Silvino Vergara Nava
“Probablemente,
es difícil encontrar
una
época en que sea tan grande
la
cantidad de personas humilladas”.
Albert
Camus
Si el Estado se
conforma con la finalidad de otorgar certidumbre y paz entre las personas
viviendo en sociedad, es necesario que las instituciones que conforman el
Estado, esto es, el poder político, se comporte de tal forma que permita que
sus acciones, las leyes que se establece, las sanciones que impone y las
políticas públicas que determina permitan al ciudadano contar con la mayor
confianza y credibilidad en sus propias autoridades; por ello, dichas
autoridades, cuando realizan sus acciones, no deben sorprender, engañar o
falsear ante las personas, pues esto contraviene el denominado “principio de
eticidad” (Zaffaroni, Eugenio R., “Manual de derecho penal”, Ediar, Buenos
Aires, 2011).
Este
principio se vulnera muy fácilmente pues, con el afán de perseguir a los
infractores o delincuentes, las autoridades administrativas, fiscales,
policiales, aduaneras y judiciales actúan engañando, traicionando y mintiendo para
imponer multas, cumplir sus metas estadísticas o sancionar a los gobernados y
justificar la existencia de esos órganos estatales, ya que las acciones que se
realizan de esa forma repercuten en la forma en que el ciudadano visualiza a
sus gobernantes. Esto provoca incertidumbre por parte de la propia población y
pierde legitimidad el poder político; además, en un grado avanzando, este tipo
de conductas por parte del Estado causa violencia innecesaria y se pierde
credibilidad por parte de los electores —lo cual puede ser una de las causas
por las cuales no se acuda a votar— y, al final del camino, no hay razón de la
existencia del Estado y sus instituciones.

SOLICITUD ESCRITA 1 →
Duplica íntegramente el fragmento sobre el principio de eticidad.
SOLICITUD ESCRITA 2 →
Extrae de las entradas cada línea que contenga la palabra "shirt".
El fragmento y las entradas no guardan relación entre sí.

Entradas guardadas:

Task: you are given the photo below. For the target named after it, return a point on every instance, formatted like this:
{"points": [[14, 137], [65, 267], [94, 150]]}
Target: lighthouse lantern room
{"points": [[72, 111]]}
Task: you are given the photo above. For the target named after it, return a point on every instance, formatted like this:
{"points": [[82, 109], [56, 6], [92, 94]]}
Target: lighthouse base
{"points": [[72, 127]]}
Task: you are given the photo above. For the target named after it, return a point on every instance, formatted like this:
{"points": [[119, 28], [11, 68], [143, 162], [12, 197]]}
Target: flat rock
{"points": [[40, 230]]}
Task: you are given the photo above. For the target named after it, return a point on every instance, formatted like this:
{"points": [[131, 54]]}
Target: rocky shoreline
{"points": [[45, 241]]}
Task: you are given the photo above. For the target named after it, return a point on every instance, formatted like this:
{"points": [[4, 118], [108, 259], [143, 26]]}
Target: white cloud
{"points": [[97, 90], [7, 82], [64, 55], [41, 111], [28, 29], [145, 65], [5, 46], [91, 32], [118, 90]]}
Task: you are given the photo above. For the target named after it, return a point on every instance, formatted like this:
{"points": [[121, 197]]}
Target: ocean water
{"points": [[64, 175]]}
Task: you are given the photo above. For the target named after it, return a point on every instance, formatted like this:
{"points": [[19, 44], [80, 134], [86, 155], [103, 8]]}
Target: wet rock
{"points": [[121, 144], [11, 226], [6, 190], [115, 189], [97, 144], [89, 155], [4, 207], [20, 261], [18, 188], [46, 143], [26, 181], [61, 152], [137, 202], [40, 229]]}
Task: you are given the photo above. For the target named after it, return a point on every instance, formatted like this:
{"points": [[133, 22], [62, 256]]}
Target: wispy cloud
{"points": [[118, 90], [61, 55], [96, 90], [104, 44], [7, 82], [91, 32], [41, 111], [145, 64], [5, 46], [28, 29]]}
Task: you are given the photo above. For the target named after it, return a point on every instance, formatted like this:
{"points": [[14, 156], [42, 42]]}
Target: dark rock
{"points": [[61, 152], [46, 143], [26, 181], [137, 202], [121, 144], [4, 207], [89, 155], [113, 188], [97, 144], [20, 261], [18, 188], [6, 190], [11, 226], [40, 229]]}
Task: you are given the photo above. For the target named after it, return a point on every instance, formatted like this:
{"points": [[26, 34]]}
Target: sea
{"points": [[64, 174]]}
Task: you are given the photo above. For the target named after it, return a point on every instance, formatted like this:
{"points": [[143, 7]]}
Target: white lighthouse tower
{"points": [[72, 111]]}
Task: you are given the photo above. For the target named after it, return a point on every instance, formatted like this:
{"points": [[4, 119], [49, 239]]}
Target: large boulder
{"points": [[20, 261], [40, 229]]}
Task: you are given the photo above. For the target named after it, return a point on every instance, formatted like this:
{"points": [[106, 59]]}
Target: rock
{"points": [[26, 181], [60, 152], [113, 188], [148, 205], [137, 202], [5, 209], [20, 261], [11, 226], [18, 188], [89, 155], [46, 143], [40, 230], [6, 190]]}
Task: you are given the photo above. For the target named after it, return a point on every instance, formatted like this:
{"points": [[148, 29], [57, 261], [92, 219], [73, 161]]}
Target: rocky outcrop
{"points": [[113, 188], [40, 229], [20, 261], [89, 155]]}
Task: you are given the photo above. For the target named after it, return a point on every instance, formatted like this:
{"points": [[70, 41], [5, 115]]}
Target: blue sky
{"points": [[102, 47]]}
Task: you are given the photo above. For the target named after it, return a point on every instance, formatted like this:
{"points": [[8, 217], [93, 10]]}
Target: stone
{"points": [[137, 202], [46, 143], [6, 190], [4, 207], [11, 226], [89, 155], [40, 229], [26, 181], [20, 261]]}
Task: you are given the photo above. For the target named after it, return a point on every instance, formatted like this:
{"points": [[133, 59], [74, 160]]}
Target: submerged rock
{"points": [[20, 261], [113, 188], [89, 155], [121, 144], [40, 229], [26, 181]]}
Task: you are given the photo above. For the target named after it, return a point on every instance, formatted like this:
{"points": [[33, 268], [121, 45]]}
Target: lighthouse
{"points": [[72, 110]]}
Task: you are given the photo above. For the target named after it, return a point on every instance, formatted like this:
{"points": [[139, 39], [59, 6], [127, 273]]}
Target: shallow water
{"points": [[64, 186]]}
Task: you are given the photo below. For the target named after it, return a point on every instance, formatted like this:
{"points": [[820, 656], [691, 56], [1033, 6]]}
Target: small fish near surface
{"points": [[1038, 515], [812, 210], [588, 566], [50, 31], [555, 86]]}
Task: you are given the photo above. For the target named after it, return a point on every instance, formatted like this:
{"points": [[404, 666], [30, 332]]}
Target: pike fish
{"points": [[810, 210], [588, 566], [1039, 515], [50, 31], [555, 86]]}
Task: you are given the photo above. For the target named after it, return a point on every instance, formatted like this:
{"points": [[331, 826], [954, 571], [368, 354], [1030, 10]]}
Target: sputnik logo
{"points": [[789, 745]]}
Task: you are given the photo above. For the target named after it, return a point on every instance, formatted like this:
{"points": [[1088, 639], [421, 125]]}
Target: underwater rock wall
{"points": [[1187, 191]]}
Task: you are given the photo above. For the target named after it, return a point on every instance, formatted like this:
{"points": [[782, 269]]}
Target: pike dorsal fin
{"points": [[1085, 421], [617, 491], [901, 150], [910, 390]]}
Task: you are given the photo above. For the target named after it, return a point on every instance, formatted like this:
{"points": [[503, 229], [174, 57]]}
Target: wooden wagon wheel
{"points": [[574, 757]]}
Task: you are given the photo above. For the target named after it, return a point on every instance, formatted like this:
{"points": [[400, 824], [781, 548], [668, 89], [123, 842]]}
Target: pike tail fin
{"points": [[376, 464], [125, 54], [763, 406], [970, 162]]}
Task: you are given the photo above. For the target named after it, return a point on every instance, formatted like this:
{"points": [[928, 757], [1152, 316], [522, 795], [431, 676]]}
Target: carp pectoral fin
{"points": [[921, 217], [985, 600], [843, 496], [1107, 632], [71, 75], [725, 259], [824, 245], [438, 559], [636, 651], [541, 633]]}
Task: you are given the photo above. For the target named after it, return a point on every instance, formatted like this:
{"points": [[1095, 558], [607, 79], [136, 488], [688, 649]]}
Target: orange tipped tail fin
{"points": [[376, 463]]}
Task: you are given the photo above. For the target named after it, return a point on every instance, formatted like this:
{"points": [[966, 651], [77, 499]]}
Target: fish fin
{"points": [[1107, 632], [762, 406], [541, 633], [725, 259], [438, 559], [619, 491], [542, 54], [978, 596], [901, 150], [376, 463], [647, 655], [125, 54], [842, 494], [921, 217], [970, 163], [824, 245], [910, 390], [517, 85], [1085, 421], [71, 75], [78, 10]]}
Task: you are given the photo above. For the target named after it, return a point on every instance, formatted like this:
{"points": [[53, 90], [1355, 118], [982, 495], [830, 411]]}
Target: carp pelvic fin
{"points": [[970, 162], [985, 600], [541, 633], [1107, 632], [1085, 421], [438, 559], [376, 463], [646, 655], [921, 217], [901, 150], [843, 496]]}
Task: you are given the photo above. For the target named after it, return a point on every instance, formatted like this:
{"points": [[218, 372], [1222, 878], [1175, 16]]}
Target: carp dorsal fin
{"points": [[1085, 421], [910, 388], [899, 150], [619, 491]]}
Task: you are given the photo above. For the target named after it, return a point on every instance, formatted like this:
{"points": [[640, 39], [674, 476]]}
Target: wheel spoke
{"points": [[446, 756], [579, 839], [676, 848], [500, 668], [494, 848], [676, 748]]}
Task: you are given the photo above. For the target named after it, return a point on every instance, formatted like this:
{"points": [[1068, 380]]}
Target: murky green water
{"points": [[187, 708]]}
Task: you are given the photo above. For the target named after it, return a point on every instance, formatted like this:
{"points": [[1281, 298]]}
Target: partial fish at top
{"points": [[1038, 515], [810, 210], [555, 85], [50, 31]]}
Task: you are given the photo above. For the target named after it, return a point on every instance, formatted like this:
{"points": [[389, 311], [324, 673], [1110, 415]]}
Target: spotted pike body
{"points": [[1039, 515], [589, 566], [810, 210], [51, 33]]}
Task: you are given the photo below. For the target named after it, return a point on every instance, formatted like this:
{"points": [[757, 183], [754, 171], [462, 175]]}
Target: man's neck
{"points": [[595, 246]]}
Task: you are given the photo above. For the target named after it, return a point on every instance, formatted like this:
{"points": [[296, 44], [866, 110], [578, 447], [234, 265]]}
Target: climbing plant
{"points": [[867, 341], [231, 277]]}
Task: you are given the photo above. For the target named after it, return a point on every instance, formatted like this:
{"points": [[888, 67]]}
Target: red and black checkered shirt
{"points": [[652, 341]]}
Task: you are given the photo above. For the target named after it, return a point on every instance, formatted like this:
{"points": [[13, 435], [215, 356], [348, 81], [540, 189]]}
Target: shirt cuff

RESPUESTA COMPLETA 1 →
Silvino Vergara Nava
“Probablemente,
es difícil encontrar
una
época en que sea tan grande
la
cantidad de personas humilladas”.
Albert
Camus
Si el Estado se
conforma con la finalidad de otorgar certidumbre y paz entre las personas
viviendo en sociedad, es necesario que las instituciones que conforman el
Estado, esto es, el poder político, se comporte de tal forma que permita que
sus acciones, las leyes que se establece, las sanciones que impone y las
políticas públicas que determina permitan al ciudadano contar con la mayor
confianza y credibilidad en sus propias autoridades; por ello, dichas
autoridades, cuando realizan sus acciones, no deben sorprender, engañar o
falsear ante las personas, pues esto contraviene el denominado “principio de
eticidad” (Zaffaroni, Eugenio R., “Manual de derecho penal”, Ediar, Buenos
Aires, 2011).
Este
principio se vulnera muy fácilmente pues, con el afán de perseguir a los
infractores o delincuentes, las autoridades administrativas, fiscales,
policiales, aduaneras y judiciales actúan engañando, traicionando y mintiendo para
imponer multas, cumplir sus metas estadísticas o sancionar a los gobernados y
justificar la existencia de esos órganos estatales, ya que las acciones que se
realizan de esa forma repercuten en la forma en que el ciudadano visualiza a
sus gobernantes. Esto provoca incertidumbre por parte de la propia población y
pierde legitimidad el poder político; además, en un grado avanzando, este tipo
de conductas por parte del Estado causa violencia innecesaria y se pierde
credibilidad por parte de los electores —lo cual puede ser una de las causas
por las cuales no se acuda a votar— y, al final del camino, no hay razón de la
existencia del Estado y sus instituciones.

RESPUESTA COMPLETA 2 →
Target: red and black checkered shirt
Target: shirt cuff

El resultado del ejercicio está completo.